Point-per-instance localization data
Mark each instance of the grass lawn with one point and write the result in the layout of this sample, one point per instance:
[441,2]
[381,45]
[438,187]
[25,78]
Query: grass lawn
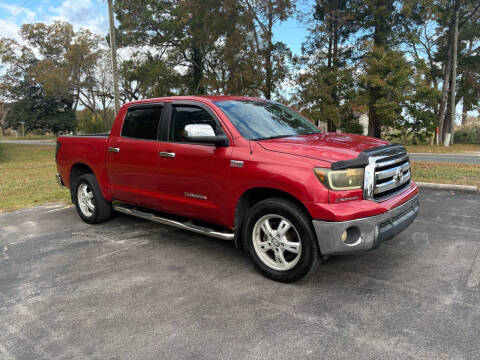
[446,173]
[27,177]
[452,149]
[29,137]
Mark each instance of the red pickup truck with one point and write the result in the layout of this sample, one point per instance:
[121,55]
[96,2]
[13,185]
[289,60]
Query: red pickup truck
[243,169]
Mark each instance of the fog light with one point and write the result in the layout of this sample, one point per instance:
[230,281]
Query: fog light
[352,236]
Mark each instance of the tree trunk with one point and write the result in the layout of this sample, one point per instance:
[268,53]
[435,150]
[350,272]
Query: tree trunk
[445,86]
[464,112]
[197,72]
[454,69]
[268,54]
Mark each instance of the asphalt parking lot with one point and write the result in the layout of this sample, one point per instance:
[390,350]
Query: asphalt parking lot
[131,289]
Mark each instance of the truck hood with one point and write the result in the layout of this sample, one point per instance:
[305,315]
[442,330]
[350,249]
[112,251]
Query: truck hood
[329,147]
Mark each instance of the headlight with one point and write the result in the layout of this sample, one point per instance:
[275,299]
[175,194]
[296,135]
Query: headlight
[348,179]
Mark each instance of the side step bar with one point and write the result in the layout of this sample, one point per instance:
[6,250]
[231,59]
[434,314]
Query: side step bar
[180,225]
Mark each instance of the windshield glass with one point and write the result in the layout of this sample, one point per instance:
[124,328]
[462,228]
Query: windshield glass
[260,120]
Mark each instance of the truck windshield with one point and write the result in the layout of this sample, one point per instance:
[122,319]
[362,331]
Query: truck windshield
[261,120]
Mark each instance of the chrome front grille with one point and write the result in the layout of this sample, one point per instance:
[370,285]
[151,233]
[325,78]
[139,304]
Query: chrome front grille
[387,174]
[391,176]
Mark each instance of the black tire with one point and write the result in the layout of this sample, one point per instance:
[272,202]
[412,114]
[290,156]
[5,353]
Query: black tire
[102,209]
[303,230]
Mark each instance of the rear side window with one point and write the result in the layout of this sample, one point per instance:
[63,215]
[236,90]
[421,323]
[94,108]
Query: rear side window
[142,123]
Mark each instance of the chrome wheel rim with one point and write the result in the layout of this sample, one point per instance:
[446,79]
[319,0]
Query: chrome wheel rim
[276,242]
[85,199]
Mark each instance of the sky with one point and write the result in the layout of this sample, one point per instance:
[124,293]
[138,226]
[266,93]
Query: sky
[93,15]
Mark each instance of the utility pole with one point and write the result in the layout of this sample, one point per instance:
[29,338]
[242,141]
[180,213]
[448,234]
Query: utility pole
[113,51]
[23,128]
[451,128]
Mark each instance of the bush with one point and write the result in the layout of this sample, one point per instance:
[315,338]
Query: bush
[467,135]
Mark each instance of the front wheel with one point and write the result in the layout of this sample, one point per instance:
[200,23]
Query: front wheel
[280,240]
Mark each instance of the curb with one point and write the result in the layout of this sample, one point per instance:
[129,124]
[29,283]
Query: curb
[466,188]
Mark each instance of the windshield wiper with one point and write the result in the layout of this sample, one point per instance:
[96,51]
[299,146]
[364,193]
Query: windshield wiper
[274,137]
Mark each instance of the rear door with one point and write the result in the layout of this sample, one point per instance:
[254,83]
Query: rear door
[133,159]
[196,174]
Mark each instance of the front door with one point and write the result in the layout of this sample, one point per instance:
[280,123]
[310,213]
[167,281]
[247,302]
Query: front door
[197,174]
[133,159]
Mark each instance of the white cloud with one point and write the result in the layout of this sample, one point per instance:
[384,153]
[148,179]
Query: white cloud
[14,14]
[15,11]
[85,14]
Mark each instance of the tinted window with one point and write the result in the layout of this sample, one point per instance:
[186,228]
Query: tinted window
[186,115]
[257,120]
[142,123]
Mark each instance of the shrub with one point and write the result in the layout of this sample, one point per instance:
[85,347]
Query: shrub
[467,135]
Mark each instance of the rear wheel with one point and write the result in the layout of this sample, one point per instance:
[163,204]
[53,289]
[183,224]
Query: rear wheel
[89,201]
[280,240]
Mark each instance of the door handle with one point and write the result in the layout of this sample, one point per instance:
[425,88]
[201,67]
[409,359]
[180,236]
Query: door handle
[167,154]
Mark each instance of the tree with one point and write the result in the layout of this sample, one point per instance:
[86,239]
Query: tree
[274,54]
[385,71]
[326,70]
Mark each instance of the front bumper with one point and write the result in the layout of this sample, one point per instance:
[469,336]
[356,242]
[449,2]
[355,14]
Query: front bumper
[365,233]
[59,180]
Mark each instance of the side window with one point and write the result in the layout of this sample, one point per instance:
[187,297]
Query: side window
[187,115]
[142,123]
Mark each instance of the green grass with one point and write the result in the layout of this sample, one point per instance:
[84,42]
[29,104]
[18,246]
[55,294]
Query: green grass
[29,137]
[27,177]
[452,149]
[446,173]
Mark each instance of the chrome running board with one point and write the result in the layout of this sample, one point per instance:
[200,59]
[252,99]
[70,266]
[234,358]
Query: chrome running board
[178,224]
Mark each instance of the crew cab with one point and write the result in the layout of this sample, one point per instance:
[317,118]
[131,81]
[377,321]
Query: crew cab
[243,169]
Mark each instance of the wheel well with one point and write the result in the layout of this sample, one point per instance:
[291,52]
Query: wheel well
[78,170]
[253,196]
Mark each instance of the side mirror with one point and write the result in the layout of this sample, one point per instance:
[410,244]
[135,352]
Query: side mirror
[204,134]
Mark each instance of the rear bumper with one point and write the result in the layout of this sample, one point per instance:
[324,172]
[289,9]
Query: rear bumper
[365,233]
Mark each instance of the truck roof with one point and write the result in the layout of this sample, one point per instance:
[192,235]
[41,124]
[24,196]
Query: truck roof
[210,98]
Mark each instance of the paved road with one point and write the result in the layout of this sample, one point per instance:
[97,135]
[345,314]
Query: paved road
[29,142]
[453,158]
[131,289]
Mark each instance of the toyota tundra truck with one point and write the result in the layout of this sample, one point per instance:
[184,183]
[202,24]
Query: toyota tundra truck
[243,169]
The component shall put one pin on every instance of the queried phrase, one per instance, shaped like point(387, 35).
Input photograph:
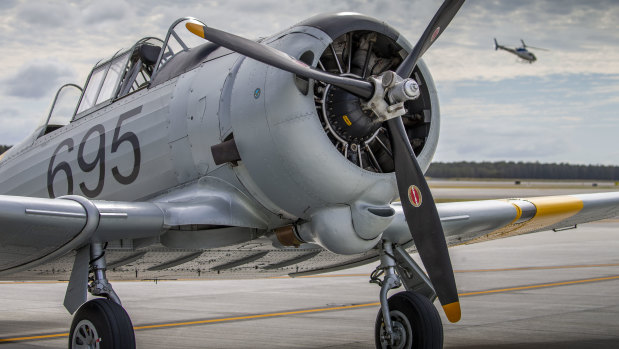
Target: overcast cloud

- Exercise details -
The full set of entries should be transcribed exactly, pictures left aside.

- Problem solution -
Mark each instance of the grass lawn with one point and write the result in the layout of this sample, one point per instance:
[441,2]
[381,45]
[438,187]
[25,78]
Query: grass lawn
[446,173]
[27,177]
[452,149]
[29,137]
Mark each instance of the red pickup truck with one point and write the result in the layout of this sample, one point per instance:
[121,55]
[96,2]
[13,185]
[289,60]
Query: red pickup truck
[243,169]
Mark each instance of the fog light with one point and write the result in the layout of this sample, one point per instance:
[230,281]
Query: fog light
[352,236]
Mark each instance of the tree trunk with one point and write the result in the layout of this sample, one point per instance:
[268,53]
[435,150]
[350,272]
Query: tree trunk
[445,86]
[464,112]
[197,72]
[454,69]
[268,54]
Mark each instance of the asphalt parking lot with one point and write the result in the layout of this sample, one point per instance:
[390,350]
Query: asphalt parking lot
[131,289]
Mark each instance of the truck hood with one point and write the result in the layout of this sample, one point per instance:
[305,315]
[442,330]
[350,249]
[112,251]
Query: truck hood
[329,147]
Mark each instance of the headlight with one point and write the result in the layout of this sample, one point per instance:
[275,299]
[175,194]
[296,135]
Query: headlight
[348,179]
Mark each instance of the side step bar with one point and write the result in the layout of this sample, one point per instance:
[6,250]
[231,59]
[434,314]
Query: side step bar
[180,225]
Mark each instance of the windshield glass with one point and write the result in the layout of this sample, one point per instance:
[124,328]
[462,228]
Query: windshield glass
[260,120]
Mark each instance of the truck windshield with one point and write the result in the layout of this sample, one point per instance:
[122,319]
[362,331]
Query: truck windshield
[261,120]
Mark each instance of the chrome front grille with one point and write the result in the layout of this sample, one point per instance:
[370,285]
[151,233]
[325,78]
[139,304]
Query: chrome front grille
[387,174]
[391,176]
Mark each instance of the black tire with one point and write the result in the layout of this sample, one point per instance:
[272,202]
[412,114]
[290,156]
[5,353]
Query: black tire
[102,209]
[303,230]
Mark each instance of the rear side window with one point and write the result in the layout of this sample, one point per instance:
[63,215]
[236,90]
[421,323]
[94,108]
Query: rear side window
[142,123]
Mark each instance of the chrome wheel rim with one point and write the result in the layout of this sample, one point per instance:
[446,79]
[319,0]
Query: chrome wheel rim
[276,242]
[85,199]
Mark each instance of the sky with one point and write the result in the layout of this sample, one point per instance:
[124,293]
[138,226]
[266,93]
Query: sky
[93,15]
Mark each instance of the utility pole with one point and write the result in the layout of this sample, one point per instance:
[29,338]
[242,141]
[180,213]
[448,234]
Query: utility pole
[113,51]
[23,128]
[451,128]
Mark each instance of the bush with one point and write the result in the layout of this sample, one point per instance:
[315,338]
Query: bush
[467,135]
Mark each instance of the front wheel with one point and write the result in the layout of this sample, one point per instance:
[200,23]
Query: front wheel
[280,240]
Mark each instance of the curb with one point and write the result in the layout of this sample, one point per instance:
[129,124]
[29,283]
Query: curb
[466,188]
Mark each instance of the windshield wiper with one point and write the result in the layout of this sample, one point per instance:
[96,51]
[299,146]
[364,193]
Query: windshield wiper
[274,137]
Mark each instance of the rear door with one point and write the result in the layout of this sample, one point per instance:
[254,83]
Query: rear door
[133,159]
[196,174]
Mark each instance of the front door with one point and write the result in the layout of this sample, one point per instance:
[280,123]
[310,213]
[167,281]
[247,302]
Query: front door
[197,174]
[133,159]
Mark each instance of the white cloud with one point and write the result in the layout of this sample, one point per instance:
[384,153]
[148,179]
Query: white cloud
[14,14]
[15,11]
[85,14]
Mark each instance of the tinted window with one point and write the result in the layout of this sample, one point per instance:
[186,228]
Query: tinted window
[186,115]
[257,120]
[142,123]
Mark each instance of the shrub with one point and write the result in the layout of this sample, one point per instance:
[85,347]
Query: shrub
[467,135]
Mark each instance of the rear wheel with one point and write the result in the layout of this sample, one point per instance:
[163,204]
[53,289]
[183,224]
Query: rear wheel
[89,201]
[280,240]
Mark each instance of the door handle with one point and write the result in the layout of this sample, one point per instance:
[425,88]
[201,67]
[409,359]
[180,236]
Query: door handle
[167,154]
Mark each instance of the tree with one point and write the result in the layout of this sample, one point per instance:
[86,239]
Query: tree
[274,54]
[385,71]
[326,70]
Mark each instance of the front bumper with one point and write the result in the layout of this sample, one point per instance:
[469,336]
[356,242]
[449,2]
[355,14]
Query: front bumper
[365,233]
[59,180]
Mark each instance of the side window with one point and write the result in the layout of this sample, one point per instance:
[187,297]
Query: side window
[187,115]
[142,123]
Mark each instance of the green grass with one point and write the result in the layout of this sample, one point per instance:
[84,42]
[29,104]
[18,246]
[55,294]
Query: green grass
[29,137]
[27,177]
[452,149]
[446,173]
Mark each instance of the chrome running board with one point and write the result in the layout of this sample, one point per instance:
[200,59]
[252,99]
[70,266]
[234,358]
Query: chrome running board
[178,224]
Mark each instance of the crew cab with one point and write the result in the layout of this sample, one point per instance:
[317,118]
[131,81]
[377,321]
Query: crew cab
[243,169]
Mark each instance of the wheel well with one point and write the result in the layout of this sample, one point per instance:
[291,52]
Query: wheel well
[78,170]
[253,196]
Mark each instance of the side mirror with one point and write the result in the layout of this sample, one point per instance:
[410,244]
[135,352]
Query: side mirror
[204,134]
Mark each instance of the rear bumper with one point and write the result in the layout of this sample, one point per instance:
[324,172]
[289,9]
Query: rear bumper
[365,233]
Mark each instance of the truck roof with one point and write the result in the layout of this sample, one point per instance:
[192,235]
[41,124]
[24,196]
Query: truck roof
[210,98]
Mark each instance of the paved road with one point and write the result in the layout of this sample, one point per instance:
[97,135]
[345,314]
Query: paved road
[29,142]
[453,158]
[131,289]
Mark each instance of the toyota tundra truck with one point and write the result in the layout of this sample, one point per instance:
[184,183]
[202,24]
Query: toyota tundra truck
[243,169]
The component shall put one pin on every instance of the queried phrase, one per instance, shaped like point(387, 35).
Input photograph:
Target: overcast cloud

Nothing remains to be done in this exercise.